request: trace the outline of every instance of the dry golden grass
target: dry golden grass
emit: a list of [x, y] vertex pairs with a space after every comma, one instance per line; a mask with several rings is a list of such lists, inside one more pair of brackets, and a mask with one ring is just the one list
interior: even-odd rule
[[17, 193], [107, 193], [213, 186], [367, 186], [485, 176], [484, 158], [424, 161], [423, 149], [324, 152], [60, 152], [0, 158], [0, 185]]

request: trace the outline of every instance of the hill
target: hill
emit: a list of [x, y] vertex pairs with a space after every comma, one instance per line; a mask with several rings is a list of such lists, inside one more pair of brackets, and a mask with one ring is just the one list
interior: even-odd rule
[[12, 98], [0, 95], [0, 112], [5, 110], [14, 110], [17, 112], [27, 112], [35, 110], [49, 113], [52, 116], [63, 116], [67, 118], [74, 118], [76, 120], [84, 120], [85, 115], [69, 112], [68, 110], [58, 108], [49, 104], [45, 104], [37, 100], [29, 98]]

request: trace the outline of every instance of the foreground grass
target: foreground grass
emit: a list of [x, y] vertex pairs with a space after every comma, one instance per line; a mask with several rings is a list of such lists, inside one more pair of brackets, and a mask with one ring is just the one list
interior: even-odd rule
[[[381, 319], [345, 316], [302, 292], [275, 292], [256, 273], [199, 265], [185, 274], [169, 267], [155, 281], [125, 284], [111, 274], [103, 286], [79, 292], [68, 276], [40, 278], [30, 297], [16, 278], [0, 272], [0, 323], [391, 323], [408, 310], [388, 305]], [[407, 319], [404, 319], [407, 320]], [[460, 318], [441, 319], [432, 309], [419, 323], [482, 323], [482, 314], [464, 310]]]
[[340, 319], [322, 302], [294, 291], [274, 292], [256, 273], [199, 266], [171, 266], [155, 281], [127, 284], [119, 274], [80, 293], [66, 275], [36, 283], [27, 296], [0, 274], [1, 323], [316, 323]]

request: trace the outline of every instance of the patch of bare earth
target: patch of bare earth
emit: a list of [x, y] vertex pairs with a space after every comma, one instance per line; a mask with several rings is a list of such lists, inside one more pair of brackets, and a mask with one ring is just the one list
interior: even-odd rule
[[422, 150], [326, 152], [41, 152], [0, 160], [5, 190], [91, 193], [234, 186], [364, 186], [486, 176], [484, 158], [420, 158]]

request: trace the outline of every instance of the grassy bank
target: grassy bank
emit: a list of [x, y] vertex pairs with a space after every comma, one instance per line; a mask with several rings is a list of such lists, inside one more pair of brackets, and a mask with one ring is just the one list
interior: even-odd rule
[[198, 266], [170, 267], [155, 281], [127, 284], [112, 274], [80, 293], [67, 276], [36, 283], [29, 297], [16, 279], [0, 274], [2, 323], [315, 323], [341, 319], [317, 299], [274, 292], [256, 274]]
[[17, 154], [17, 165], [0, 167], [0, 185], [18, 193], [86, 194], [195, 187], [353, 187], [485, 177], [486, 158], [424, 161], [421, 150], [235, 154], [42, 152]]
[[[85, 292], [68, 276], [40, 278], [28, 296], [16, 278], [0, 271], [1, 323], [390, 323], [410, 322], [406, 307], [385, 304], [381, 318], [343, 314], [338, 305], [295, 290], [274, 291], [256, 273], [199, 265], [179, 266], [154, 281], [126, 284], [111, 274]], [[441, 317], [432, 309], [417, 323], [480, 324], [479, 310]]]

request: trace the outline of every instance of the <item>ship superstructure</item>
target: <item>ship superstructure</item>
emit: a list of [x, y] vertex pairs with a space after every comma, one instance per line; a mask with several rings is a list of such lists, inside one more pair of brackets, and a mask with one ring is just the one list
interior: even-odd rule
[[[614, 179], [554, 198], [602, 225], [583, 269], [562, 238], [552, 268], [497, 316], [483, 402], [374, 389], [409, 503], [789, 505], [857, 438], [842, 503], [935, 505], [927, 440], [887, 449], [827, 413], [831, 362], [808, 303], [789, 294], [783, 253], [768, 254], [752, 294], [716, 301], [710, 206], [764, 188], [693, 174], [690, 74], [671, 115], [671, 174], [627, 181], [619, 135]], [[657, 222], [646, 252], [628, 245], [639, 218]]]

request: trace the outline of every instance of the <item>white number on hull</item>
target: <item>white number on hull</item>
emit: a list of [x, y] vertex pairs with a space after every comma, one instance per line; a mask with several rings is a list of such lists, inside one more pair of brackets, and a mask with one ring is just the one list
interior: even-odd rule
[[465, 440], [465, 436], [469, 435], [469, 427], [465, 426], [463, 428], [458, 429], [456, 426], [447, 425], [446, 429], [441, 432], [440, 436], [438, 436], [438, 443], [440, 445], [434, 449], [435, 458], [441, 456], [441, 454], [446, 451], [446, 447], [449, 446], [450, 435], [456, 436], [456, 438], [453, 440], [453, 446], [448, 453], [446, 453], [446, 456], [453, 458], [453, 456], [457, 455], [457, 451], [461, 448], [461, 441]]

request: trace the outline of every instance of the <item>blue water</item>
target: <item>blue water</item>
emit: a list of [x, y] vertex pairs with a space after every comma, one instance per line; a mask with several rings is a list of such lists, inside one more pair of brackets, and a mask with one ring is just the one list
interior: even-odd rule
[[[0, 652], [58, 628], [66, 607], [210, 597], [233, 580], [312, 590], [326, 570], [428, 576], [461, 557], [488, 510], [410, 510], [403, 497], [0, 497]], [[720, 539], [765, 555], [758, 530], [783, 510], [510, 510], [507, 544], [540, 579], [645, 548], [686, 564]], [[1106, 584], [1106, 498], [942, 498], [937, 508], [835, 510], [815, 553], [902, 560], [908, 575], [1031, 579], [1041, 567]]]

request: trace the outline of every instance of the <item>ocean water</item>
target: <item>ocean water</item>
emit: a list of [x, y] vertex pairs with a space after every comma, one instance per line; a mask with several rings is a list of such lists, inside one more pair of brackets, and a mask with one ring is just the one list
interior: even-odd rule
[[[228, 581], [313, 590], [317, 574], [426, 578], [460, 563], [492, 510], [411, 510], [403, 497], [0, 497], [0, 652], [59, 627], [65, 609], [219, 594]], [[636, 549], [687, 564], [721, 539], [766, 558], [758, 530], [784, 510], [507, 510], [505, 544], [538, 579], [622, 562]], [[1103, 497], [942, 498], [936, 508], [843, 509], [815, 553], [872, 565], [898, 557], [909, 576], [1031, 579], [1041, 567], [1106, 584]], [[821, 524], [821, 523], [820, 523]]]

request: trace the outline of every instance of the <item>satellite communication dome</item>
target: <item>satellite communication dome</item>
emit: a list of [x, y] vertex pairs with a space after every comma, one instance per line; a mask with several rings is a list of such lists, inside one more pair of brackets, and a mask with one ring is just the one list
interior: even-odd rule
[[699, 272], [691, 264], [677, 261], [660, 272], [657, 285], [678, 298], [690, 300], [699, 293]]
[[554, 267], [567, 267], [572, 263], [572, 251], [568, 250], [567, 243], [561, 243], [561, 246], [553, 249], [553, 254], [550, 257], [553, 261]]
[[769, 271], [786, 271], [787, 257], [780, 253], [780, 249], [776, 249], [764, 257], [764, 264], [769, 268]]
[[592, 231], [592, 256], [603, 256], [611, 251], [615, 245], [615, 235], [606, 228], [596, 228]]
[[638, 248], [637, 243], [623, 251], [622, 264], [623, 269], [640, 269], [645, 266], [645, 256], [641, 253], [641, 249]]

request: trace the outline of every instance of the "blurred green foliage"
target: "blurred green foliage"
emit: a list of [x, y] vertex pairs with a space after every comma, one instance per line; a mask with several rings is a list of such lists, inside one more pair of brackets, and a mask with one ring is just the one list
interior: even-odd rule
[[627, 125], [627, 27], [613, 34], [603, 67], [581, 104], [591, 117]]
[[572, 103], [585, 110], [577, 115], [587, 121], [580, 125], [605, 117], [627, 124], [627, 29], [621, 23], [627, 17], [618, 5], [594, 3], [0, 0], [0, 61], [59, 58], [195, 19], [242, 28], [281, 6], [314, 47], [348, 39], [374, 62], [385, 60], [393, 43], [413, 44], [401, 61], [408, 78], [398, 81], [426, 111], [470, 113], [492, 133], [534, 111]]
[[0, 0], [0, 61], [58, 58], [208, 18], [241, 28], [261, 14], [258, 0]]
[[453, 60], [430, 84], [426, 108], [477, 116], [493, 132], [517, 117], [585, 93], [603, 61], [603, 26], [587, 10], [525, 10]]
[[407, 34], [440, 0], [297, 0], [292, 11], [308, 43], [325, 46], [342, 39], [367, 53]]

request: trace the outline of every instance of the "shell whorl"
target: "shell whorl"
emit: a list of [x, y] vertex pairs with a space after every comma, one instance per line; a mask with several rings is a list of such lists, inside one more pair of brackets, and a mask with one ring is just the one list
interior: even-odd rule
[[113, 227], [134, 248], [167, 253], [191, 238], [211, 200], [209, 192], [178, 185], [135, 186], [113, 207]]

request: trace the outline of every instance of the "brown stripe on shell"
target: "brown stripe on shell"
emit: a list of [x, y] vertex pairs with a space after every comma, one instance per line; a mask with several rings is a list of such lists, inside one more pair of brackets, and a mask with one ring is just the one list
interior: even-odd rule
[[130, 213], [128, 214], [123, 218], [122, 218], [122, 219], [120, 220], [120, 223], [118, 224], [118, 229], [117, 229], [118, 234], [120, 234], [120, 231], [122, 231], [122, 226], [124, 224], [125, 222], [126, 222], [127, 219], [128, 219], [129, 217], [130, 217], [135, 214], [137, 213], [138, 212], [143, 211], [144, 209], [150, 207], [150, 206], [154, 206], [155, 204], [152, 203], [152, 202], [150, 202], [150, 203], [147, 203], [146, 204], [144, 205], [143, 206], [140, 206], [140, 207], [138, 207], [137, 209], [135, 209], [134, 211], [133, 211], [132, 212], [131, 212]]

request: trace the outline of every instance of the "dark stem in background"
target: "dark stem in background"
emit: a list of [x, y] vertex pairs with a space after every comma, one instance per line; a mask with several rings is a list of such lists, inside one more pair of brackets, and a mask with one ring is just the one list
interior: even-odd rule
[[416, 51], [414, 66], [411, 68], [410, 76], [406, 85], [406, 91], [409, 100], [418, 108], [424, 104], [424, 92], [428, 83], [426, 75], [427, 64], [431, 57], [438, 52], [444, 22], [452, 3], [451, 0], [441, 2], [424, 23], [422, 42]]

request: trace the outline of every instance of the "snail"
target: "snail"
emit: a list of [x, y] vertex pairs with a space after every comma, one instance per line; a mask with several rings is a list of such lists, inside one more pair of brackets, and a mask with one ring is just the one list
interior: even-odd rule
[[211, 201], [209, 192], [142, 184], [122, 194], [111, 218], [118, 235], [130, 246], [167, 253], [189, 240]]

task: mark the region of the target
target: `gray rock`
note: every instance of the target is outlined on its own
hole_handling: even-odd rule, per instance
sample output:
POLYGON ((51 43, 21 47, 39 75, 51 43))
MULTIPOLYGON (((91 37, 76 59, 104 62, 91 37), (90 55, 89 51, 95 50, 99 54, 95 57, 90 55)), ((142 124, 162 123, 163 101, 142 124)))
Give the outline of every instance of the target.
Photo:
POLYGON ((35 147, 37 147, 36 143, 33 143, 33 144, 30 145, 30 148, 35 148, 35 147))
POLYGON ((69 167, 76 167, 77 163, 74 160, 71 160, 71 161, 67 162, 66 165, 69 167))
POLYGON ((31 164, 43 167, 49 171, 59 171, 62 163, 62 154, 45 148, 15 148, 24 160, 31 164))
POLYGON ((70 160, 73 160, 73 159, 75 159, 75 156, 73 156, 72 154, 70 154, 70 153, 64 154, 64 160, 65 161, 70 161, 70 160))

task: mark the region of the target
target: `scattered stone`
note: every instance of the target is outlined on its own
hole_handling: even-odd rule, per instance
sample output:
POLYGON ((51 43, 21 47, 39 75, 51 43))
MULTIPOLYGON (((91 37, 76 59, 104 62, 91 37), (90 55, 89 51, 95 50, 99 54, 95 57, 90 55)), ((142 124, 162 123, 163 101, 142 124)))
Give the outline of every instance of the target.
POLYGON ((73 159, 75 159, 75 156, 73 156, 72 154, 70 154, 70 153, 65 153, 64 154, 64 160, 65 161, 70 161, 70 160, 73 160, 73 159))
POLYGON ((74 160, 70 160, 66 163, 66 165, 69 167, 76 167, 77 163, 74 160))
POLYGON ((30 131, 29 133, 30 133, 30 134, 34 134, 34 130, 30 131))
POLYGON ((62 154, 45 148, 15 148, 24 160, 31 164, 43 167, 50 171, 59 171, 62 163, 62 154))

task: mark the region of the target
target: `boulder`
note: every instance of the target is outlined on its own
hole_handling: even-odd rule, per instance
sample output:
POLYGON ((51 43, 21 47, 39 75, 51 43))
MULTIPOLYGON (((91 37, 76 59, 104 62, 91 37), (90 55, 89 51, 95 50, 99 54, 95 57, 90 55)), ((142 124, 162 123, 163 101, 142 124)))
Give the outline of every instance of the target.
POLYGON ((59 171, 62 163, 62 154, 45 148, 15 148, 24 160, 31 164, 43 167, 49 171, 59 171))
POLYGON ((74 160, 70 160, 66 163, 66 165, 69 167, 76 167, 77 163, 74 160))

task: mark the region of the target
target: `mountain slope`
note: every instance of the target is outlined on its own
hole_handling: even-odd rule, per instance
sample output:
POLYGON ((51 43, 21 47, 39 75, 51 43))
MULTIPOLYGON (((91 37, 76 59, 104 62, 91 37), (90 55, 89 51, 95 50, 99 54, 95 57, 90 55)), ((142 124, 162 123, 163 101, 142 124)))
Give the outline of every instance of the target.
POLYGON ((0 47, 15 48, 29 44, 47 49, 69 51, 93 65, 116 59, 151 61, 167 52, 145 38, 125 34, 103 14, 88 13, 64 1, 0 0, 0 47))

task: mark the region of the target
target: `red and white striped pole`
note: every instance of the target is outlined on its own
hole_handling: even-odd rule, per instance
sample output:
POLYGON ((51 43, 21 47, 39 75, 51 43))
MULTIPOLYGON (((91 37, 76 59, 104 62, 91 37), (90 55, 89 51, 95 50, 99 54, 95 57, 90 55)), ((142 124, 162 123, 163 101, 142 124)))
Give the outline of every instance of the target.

GIVEN TASK: Copy everything in the material above from the line containing "request: trace the outline of every instance of the <item>ocean" down to the line containing "253], [641, 249]]", including both of those lines, without changing a single character.

EXERCISE SOLUTION:
request: trace the outline of every instance of the <item>ocean water</item>
target: <item>ocean water</item>
emit: a list of [x, y] vertex pairs with a space after every comma, one instance per line; a mask with several rings is a list of such lists, inside one more pair of brackets, and a mask with one ring is just the one list
interior: even-odd rule
[[[228, 581], [313, 590], [317, 574], [426, 578], [460, 563], [492, 510], [411, 510], [403, 497], [0, 497], [0, 652], [59, 627], [65, 609], [219, 594]], [[636, 549], [687, 564], [721, 539], [766, 558], [758, 530], [784, 510], [507, 510], [505, 544], [538, 579], [622, 562]], [[1103, 497], [942, 498], [936, 508], [843, 509], [815, 553], [872, 565], [898, 557], [909, 576], [1031, 579], [1041, 567], [1106, 584]], [[821, 524], [821, 523], [820, 523]]]

request: trace the outline of every instance of the <item>satellite communication dome</item>
target: <item>satellite communication dome</item>
emit: a list of [x, y] vertex pairs with a space after every comma, one instance per line; a mask with several rings is a list of such lists, inside one more pair of brackets, and a mask with one ring is just the one list
interior: even-odd rule
[[699, 272], [691, 264], [677, 261], [660, 272], [657, 285], [678, 298], [690, 300], [699, 293]]
[[554, 267], [567, 267], [572, 263], [572, 251], [568, 250], [567, 243], [561, 243], [561, 246], [553, 249], [553, 254], [550, 257], [553, 261]]
[[769, 271], [786, 271], [787, 257], [780, 253], [780, 249], [776, 249], [764, 257], [764, 264], [769, 268]]
[[592, 231], [592, 256], [603, 256], [611, 251], [615, 245], [615, 235], [606, 228], [596, 228]]
[[638, 248], [637, 243], [623, 251], [622, 264], [623, 269], [640, 269], [645, 266], [645, 256], [641, 253], [641, 249]]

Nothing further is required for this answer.